読むための抜粋:
2005年3月13日

星野直子さんの「星野道夫と見た風景」

今週のベイエフエム/ザ・フリントストーンのゲストは星野直子さんです。
星野直子さん

 96年にカムチャツカ半島でヒグマに襲われ、亡くなった写真家「星野道夫」さんの奥様「直子」さんをお迎えし、アラスカを愛した「星野」さんとの想い出などうかがいます。「直子」さんは先頃「星野道夫と見た風景」という追想録を出版されました。

オーロラを見て感じたこと

●今日は、旦那様の星野道夫さんの話が多くなると思いますので、旦那様のことは星野さん。奥様のことは直子さんとお呼びしてもよろしいでしょうか?

「はい。よろしくお願いします」

●直子さんはこの度、「星野道夫と見た風景」という写真とエッセイで綴られた本を出版されました。本当に素晴らしい写真とともに、私たちが星野さんの本で感じてきたことの裏話的なものも、直子さんのエッセイを通じて知ることができました。星野さんと直子さんは星野さんのお姉さまによる、お見合いでお知り合いになったんですよね?

「はい、そうです」

●初めてお会いしたときの星野さんの印象ってどうでした?

「年齢が17歳違うっていうのは聞いていたんですけど、実際に会ってみたら年がそこまで違うっていう感じはしなかったんですね。アラスカの話を色々してくれて、その様子が少年のように目をキラキラさせながらだったので、すごく素朴で温かい人だなという印象を受けました」

提供された記録:
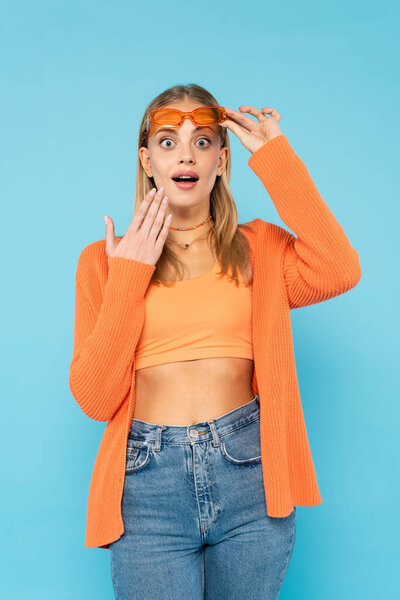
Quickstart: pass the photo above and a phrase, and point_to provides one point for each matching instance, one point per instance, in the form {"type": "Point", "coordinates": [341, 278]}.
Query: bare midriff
{"type": "Point", "coordinates": [191, 391]}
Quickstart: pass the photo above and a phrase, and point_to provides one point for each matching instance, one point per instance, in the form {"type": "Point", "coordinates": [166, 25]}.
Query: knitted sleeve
{"type": "Point", "coordinates": [318, 262]}
{"type": "Point", "coordinates": [107, 329]}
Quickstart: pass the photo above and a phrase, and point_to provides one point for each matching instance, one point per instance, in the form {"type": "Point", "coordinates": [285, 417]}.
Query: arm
{"type": "Point", "coordinates": [106, 331]}
{"type": "Point", "coordinates": [320, 262]}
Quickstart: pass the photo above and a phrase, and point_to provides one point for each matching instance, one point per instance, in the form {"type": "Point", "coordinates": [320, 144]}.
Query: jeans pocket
{"type": "Point", "coordinates": [242, 446]}
{"type": "Point", "coordinates": [138, 455]}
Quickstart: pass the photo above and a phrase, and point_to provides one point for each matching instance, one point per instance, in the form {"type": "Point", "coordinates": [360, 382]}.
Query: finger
{"type": "Point", "coordinates": [162, 236]}
{"type": "Point", "coordinates": [254, 111]}
{"type": "Point", "coordinates": [143, 206]}
{"type": "Point", "coordinates": [151, 214]}
{"type": "Point", "coordinates": [271, 111]}
{"type": "Point", "coordinates": [243, 119]}
{"type": "Point", "coordinates": [238, 130]}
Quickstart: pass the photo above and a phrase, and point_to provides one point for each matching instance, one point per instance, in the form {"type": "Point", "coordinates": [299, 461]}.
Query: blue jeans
{"type": "Point", "coordinates": [195, 516]}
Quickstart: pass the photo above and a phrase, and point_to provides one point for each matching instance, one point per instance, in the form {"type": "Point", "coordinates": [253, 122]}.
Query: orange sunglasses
{"type": "Point", "coordinates": [172, 117]}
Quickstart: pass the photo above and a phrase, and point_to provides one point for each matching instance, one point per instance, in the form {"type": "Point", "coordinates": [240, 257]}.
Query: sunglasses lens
{"type": "Point", "coordinates": [166, 117]}
{"type": "Point", "coordinates": [207, 115]}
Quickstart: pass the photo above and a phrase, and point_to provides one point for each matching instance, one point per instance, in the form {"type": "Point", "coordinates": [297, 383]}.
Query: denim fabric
{"type": "Point", "coordinates": [195, 515]}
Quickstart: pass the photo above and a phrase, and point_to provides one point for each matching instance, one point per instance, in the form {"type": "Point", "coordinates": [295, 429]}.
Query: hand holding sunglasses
{"type": "Point", "coordinates": [257, 134]}
{"type": "Point", "coordinates": [252, 135]}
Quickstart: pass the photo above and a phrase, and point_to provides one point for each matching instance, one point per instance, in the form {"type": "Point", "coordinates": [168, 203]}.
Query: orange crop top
{"type": "Point", "coordinates": [206, 316]}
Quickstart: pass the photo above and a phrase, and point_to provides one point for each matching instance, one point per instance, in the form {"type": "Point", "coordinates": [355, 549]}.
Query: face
{"type": "Point", "coordinates": [187, 148]}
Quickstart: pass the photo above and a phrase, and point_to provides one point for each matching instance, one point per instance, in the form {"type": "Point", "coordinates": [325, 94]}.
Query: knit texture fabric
{"type": "Point", "coordinates": [290, 271]}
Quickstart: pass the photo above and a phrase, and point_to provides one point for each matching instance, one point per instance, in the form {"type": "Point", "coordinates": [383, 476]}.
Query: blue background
{"type": "Point", "coordinates": [75, 80]}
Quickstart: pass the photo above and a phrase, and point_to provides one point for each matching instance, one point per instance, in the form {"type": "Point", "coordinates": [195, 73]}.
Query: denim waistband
{"type": "Point", "coordinates": [197, 432]}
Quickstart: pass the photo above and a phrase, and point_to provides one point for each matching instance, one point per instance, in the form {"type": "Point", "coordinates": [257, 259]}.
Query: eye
{"type": "Point", "coordinates": [165, 139]}
{"type": "Point", "coordinates": [199, 140]}
{"type": "Point", "coordinates": [204, 138]}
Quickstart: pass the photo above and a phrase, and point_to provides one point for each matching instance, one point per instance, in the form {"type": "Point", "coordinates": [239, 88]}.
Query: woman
{"type": "Point", "coordinates": [183, 344]}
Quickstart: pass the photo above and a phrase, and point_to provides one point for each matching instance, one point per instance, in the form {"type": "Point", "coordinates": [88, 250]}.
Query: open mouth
{"type": "Point", "coordinates": [185, 179]}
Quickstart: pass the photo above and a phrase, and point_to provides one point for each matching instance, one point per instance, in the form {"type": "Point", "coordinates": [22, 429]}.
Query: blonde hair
{"type": "Point", "coordinates": [230, 245]}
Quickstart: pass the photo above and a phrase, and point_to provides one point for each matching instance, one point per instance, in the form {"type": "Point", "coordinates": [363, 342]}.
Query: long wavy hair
{"type": "Point", "coordinates": [228, 244]}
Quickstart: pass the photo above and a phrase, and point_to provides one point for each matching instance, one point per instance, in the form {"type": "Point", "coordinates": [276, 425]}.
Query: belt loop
{"type": "Point", "coordinates": [157, 445]}
{"type": "Point", "coordinates": [215, 434]}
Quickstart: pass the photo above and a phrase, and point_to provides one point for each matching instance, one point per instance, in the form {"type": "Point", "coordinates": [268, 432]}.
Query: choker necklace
{"type": "Point", "coordinates": [189, 228]}
{"type": "Point", "coordinates": [186, 245]}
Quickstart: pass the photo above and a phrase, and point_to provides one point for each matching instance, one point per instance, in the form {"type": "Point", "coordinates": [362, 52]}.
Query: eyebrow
{"type": "Point", "coordinates": [175, 131]}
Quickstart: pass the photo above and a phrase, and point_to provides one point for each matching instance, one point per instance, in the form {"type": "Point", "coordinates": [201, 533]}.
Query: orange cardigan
{"type": "Point", "coordinates": [289, 272]}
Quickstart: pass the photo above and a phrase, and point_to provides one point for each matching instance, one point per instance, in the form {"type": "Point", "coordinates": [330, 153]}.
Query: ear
{"type": "Point", "coordinates": [144, 157]}
{"type": "Point", "coordinates": [223, 157]}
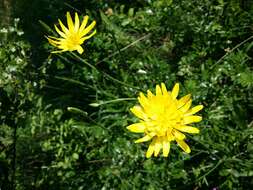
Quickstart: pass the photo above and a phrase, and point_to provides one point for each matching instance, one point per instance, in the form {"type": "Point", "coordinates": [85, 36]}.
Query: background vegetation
{"type": "Point", "coordinates": [57, 128]}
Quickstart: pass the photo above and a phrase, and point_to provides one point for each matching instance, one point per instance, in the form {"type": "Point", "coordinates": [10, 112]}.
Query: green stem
{"type": "Point", "coordinates": [111, 101]}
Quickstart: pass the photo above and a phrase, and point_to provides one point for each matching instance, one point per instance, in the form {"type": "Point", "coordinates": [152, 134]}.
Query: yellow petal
{"type": "Point", "coordinates": [77, 22]}
{"type": "Point", "coordinates": [186, 107]}
{"type": "Point", "coordinates": [158, 90]}
{"type": "Point", "coordinates": [151, 149]}
{"type": "Point", "coordinates": [158, 146]}
{"type": "Point", "coordinates": [188, 129]}
{"type": "Point", "coordinates": [175, 91]}
{"type": "Point", "coordinates": [194, 110]}
{"type": "Point", "coordinates": [182, 101]}
{"type": "Point", "coordinates": [164, 90]}
{"type": "Point", "coordinates": [59, 32]}
{"type": "Point", "coordinates": [150, 94]}
{"type": "Point", "coordinates": [87, 37]}
{"type": "Point", "coordinates": [64, 29]}
{"type": "Point", "coordinates": [84, 23]}
{"type": "Point", "coordinates": [166, 148]}
{"type": "Point", "coordinates": [137, 127]}
{"type": "Point", "coordinates": [70, 22]}
{"type": "Point", "coordinates": [137, 110]}
{"type": "Point", "coordinates": [144, 139]}
{"type": "Point", "coordinates": [88, 29]}
{"type": "Point", "coordinates": [184, 146]}
{"type": "Point", "coordinates": [178, 135]}
{"type": "Point", "coordinates": [191, 119]}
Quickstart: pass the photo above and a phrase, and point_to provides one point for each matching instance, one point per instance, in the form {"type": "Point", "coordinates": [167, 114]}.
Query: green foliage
{"type": "Point", "coordinates": [71, 111]}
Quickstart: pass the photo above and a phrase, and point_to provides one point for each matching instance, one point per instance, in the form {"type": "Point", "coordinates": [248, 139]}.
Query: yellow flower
{"type": "Point", "coordinates": [163, 118]}
{"type": "Point", "coordinates": [73, 36]}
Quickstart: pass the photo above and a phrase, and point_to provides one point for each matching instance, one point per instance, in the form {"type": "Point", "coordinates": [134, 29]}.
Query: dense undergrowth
{"type": "Point", "coordinates": [58, 128]}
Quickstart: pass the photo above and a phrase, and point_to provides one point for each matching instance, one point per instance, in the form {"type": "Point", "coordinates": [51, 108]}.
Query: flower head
{"type": "Point", "coordinates": [164, 118]}
{"type": "Point", "coordinates": [73, 36]}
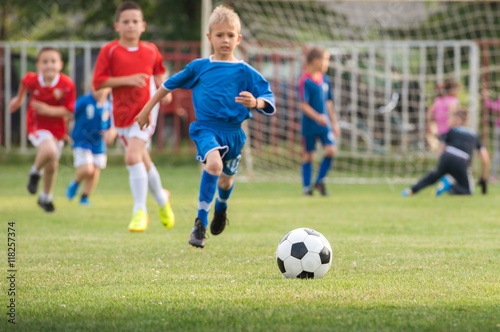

やること一覧:
(A) 記録の中で「yellow」という文字列を含む行の数を答えてください。数字だけを書いてください。
(B) 星野直子さんのインタビューを引き継ぎ、最後の文のあとから続きを書いてください。
星野直子さんのインタビューと記録は、それぞれ別の出典から取られています。

作業の解答:
(A) 2

(B)
●結婚する前にアラスカに行かれたそうですが、アラスカに着いて、星野さんが最初に連れていってくれた場所はどこだったんですか?

「アラスカに着いて、デナリの国立公園に行こうかとか、色々計画はあったんですけど、一番最初に連れていってくれた場所っていうのが、フェアバンクスの中にある一番大きなスーパー(・マーケット)に連れていってくれまして、私も海外が初めてだったので、スーパーというと日本にあるようなスーパーしか知らなかったんですが、行ってみたらとても大きくてデパートのようなスーパーだったんです。で、そこのあるコーナーに連れていってくれて、『ここに来ればお醤油もお米も買えるからね』って、私が心配しているだろうと思って連れていってくれたんだと思うんですよね」

●男性がそういうところに気付くというのは感心なことだと思います。そのときは、星野さんは直子さんにプロポーズをしたあとで、返事待ちだったのでなるベくその不安を取り除こうということだったんでしょうね(笑)。初めての海外旅行でのアラスカの夜はどうでしたか?

「夜っていうと、私は都会でしか暮らしたことがなかったので、何も聞こえない夜っていうのは初めての経験だったんです。なので、『こんなに静かなんだなぁ』っていうのを実感したのは驚きでしたね。夜に関すればですけどね」

●結婚したら暮らすことになるであろうアラスカの印象はどうでしたか?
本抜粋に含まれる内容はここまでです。